> **PROBLEM**
Write out every record below exactly as given. Leave the pictures out.

> **AVAILABLE DATA**
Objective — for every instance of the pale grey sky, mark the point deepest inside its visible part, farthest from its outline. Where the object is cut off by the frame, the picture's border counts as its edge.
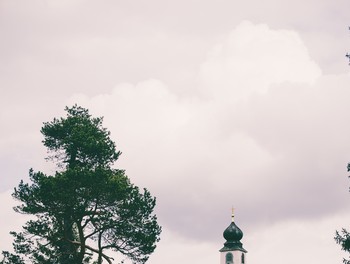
(213, 103)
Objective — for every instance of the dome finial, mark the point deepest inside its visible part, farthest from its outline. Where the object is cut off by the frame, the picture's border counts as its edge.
(233, 214)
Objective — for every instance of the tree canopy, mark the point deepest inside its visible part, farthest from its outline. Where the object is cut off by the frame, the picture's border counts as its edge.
(87, 209)
(343, 238)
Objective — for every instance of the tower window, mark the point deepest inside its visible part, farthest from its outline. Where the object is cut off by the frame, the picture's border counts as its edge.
(229, 258)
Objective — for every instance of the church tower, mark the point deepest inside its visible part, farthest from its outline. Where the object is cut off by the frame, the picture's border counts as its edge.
(233, 251)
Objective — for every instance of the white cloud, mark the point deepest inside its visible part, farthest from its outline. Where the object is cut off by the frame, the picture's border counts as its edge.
(252, 58)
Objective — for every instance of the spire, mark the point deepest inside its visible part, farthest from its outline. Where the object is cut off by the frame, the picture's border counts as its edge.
(233, 234)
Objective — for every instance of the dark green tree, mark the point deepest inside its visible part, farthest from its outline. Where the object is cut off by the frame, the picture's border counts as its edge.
(87, 209)
(343, 238)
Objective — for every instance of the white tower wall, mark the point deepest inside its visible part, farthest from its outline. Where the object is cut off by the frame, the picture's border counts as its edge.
(237, 257)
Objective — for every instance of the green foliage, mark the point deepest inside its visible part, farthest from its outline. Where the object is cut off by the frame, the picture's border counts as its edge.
(86, 210)
(343, 237)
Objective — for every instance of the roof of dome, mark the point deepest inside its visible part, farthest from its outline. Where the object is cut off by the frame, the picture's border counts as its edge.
(233, 233)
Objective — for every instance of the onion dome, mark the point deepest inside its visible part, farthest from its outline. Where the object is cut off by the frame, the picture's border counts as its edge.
(233, 234)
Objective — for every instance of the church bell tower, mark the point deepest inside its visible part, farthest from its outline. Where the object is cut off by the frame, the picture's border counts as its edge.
(233, 251)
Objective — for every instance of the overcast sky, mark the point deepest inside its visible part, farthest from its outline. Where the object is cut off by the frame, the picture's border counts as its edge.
(213, 104)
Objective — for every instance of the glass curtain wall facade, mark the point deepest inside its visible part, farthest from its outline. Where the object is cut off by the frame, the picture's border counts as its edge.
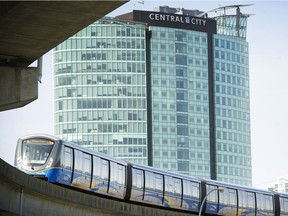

> **ANSWER BELOW**
Objective — for every instance of the pale grey sky, mark the point deepest inside its visible part, farthest from its outline. Where the object is cut off by the frame, the picture's border counts as its edge.
(213, 103)
Objective — for every instance of the dome finial, mark the point deepest inside its visible part, farthest from its outline. Where the object is cut off by the frame, the picture's border counts as its edge.
(233, 214)
Objective — for every instance of the tree canopy, mark the point deepest inside its visible part, farthest from its outline. Where the object is cut off by the frame, the picture's border counts as its edge.
(87, 209)
(343, 238)
Objective — for every instance of the tower window, mark the point deepest inside its visible part, farthest from its outline. Where the object is cut off by the frame, the picture's border counts as its edge.
(229, 258)
Objective — for every instance of the church tower, mark the point deepest inside its visible part, farthest from its outline. Where the object is cut off by the frame, the picture's border counts as its edge.
(233, 251)
Objective — for every instance of the white cloud, mark the point deepest inside its visible part, farthest from its outline. Where the object is cut off by the frame, the picture's border counts as its edge.
(252, 58)
Objective — for every instance of the spire, mark the point deepest inside its visible part, farthest from its outline. Where the object is cut off by the frame, the picture's border counts as its edge.
(233, 234)
Objective — for every instance of the dark green tree, mark the point deepest inside its visible part, farthest from its outline. Where the object is cut off by the frame, the picture's border counts as its edge.
(87, 209)
(343, 238)
Objective — for every instance of the white tower wall, mark the point deepest inside its visible part, farthest from its outline. Where the object is cut off by the frame, the picture's border counts as its edge.
(237, 257)
Objective — for every instance of the green foliage, mark the point deepest inside its visible part, farthest from its outline. Where the object is cut off by the frame, the picture's border counts as its edge.
(86, 210)
(343, 237)
Objective — for every instance of the roof of dome, mark the point deepest inside its visible part, farthest from its outline. Where the object is cut off by the frame, the picture's border counts as its edge.
(233, 233)
Objective — for every instance of the onion dome, mark the point deepest inside its visible part, farthest from its outline. Where the object is cut off by the frame, the picture's border counts as its edge.
(233, 234)
Objective — for every instance of the church bell tower, mark the point deepest inside its visible part, farthest from its outline. Where the object is cut off by the frame, the picture's border counts as its edge.
(233, 251)
Objective — for every instance of the overcast sky, mark the point deepest inside its visible part, farthest from its outline. Where the object is cut off by the frame, the picture's border counts as its edge.
(213, 104)
Objective — for every instance of the glass curtain wall facade, mark the point deepest inside its visible part, farthest from its outline. Where the object is cut off by the frame, the picture's border counts as its edge.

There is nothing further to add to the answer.